§ DIRECTIVE:
Count the lines in the items below that contain the string "shirt". Reply with that number alone.
start THE INPUT
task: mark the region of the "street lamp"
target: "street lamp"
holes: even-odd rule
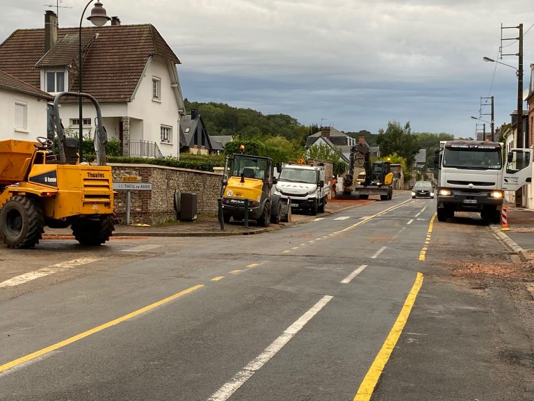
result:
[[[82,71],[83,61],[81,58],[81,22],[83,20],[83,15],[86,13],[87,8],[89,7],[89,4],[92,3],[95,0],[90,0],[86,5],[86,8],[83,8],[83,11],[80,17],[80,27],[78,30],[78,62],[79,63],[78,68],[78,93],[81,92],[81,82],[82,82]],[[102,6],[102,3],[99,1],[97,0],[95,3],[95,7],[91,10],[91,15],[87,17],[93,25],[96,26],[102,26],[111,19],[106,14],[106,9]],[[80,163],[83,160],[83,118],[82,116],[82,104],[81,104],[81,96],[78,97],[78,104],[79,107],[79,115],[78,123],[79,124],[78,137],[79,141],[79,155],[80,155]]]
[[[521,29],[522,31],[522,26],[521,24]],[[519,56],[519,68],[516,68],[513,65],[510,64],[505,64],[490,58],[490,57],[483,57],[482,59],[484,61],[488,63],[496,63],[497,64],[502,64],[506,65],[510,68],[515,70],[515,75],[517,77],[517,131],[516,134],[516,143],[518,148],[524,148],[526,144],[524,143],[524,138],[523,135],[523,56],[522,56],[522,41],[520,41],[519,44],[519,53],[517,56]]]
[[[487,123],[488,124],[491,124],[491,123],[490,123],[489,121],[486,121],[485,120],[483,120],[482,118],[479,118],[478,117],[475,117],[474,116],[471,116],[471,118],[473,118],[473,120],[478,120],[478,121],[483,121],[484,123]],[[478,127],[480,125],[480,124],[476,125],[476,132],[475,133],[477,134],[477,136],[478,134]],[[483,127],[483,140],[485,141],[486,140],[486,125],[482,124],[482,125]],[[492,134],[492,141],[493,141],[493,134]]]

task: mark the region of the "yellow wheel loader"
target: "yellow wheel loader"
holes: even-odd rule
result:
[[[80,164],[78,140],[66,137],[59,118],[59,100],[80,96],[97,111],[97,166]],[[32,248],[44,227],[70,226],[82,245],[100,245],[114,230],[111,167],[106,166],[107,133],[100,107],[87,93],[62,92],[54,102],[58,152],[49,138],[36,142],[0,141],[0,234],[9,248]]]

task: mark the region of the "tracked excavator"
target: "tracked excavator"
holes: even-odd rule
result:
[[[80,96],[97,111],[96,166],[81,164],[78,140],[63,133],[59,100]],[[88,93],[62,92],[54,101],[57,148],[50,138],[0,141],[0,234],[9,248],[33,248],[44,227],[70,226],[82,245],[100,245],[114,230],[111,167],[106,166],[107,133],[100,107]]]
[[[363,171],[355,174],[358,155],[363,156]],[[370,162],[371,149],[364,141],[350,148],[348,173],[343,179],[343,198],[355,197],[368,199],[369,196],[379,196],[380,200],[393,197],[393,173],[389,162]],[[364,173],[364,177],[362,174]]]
end THE INPUT
start THE INPUT
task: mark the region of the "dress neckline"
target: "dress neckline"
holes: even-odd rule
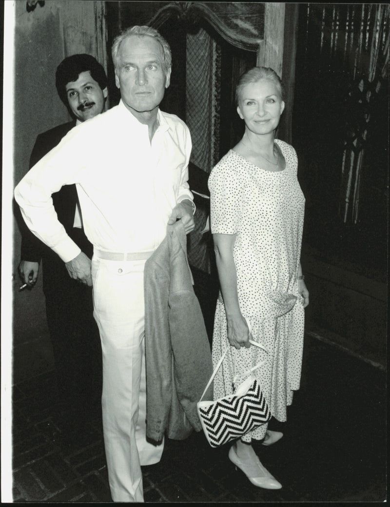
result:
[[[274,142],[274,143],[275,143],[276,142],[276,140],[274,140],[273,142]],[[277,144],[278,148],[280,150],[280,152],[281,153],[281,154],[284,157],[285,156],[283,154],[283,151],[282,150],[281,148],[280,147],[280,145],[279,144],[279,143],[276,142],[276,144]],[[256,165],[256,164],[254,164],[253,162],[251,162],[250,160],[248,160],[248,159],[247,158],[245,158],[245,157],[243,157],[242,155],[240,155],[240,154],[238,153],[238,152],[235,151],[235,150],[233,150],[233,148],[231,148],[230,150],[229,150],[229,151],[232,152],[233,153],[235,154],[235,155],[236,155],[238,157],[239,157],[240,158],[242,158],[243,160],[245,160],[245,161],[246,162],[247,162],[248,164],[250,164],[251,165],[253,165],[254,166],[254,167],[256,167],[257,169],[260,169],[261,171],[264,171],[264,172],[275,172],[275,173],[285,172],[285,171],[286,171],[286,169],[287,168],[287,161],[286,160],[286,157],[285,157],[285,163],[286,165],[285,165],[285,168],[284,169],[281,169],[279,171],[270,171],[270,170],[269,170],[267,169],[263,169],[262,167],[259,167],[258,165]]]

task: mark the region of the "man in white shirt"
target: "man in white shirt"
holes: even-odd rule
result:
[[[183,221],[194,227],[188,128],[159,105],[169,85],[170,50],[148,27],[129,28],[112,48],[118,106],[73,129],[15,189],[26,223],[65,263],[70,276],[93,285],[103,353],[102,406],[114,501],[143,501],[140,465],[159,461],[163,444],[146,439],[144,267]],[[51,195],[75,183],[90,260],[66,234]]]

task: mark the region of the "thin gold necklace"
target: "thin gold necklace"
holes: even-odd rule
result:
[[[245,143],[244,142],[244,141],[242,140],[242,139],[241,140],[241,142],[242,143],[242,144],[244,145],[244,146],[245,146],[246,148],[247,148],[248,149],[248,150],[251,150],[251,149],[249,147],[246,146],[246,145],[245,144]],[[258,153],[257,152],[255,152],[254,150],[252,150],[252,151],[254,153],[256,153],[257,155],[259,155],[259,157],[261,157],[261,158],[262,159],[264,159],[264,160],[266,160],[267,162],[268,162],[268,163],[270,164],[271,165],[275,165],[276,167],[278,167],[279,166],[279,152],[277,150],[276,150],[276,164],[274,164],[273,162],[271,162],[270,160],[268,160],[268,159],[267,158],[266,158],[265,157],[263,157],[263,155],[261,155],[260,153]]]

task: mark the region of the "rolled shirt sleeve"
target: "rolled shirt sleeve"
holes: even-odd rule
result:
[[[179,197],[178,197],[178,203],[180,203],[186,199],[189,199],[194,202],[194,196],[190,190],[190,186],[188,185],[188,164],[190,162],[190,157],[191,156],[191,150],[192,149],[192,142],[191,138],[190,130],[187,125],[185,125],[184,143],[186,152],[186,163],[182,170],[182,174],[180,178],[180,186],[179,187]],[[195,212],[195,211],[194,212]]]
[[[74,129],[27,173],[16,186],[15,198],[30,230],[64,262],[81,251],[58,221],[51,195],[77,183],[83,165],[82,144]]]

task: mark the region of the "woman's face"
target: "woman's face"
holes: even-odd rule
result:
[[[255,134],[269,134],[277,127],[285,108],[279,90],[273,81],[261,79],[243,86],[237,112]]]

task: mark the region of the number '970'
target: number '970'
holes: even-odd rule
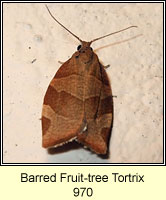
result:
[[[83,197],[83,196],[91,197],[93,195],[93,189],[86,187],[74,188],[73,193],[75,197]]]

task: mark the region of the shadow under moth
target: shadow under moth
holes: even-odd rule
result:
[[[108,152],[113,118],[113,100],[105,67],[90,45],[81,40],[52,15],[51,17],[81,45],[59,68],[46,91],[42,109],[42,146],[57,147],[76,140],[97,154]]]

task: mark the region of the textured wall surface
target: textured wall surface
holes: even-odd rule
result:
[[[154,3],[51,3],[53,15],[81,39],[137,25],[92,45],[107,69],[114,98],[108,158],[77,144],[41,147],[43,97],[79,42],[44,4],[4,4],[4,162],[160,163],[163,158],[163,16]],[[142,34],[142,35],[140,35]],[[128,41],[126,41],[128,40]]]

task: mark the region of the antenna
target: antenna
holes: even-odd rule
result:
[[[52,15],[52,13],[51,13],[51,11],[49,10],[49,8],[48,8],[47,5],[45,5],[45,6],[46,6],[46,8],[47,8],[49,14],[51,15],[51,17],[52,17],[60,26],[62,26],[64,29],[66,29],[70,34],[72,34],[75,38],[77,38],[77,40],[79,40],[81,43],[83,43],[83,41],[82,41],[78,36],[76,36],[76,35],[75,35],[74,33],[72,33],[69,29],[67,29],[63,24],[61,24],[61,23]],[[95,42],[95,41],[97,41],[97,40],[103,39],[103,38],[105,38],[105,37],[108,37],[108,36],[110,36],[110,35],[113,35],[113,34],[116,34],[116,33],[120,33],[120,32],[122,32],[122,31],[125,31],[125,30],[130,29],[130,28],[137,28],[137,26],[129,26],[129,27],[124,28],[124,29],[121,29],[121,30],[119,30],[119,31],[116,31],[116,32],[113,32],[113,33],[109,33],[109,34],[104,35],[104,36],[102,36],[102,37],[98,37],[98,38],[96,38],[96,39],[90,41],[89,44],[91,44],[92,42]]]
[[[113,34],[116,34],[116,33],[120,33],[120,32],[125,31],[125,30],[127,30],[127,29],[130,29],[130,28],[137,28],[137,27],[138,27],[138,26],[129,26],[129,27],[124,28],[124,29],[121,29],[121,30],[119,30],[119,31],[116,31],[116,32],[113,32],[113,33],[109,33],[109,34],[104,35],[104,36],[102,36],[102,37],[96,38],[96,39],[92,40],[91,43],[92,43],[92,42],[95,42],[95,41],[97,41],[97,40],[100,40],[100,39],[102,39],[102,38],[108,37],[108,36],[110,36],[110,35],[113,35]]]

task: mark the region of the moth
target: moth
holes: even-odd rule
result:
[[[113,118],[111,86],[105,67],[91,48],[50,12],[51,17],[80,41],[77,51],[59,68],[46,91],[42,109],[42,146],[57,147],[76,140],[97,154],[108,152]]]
end THE INPUT
start THE INPUT
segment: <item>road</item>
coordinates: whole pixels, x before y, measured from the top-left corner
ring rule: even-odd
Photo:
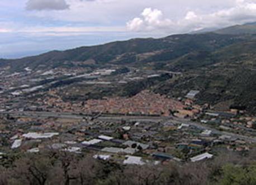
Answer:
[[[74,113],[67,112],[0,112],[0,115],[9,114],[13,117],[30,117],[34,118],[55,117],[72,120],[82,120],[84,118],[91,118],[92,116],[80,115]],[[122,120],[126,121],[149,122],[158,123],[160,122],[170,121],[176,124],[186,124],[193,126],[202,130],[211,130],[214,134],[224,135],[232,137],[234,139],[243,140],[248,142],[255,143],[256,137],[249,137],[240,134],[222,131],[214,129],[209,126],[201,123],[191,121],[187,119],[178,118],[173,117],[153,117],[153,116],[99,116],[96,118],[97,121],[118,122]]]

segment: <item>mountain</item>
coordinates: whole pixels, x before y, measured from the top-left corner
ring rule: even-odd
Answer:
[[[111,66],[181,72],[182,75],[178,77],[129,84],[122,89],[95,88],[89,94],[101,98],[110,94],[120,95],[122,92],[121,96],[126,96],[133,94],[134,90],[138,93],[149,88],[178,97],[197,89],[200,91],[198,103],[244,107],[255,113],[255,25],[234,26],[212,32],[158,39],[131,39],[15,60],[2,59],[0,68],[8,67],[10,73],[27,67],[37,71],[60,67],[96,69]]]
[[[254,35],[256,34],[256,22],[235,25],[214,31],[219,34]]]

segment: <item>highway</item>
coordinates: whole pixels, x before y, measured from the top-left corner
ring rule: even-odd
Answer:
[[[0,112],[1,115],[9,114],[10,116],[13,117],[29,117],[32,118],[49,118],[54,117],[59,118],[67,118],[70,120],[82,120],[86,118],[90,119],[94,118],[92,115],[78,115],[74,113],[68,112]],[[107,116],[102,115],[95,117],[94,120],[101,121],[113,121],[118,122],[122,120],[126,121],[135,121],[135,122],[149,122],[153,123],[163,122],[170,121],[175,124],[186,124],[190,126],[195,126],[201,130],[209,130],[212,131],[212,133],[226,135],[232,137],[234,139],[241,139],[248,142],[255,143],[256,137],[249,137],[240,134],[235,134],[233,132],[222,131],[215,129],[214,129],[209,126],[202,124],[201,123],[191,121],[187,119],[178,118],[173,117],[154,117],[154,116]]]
end THE INPUT
§ RESULT OF THE EXERCISE:
4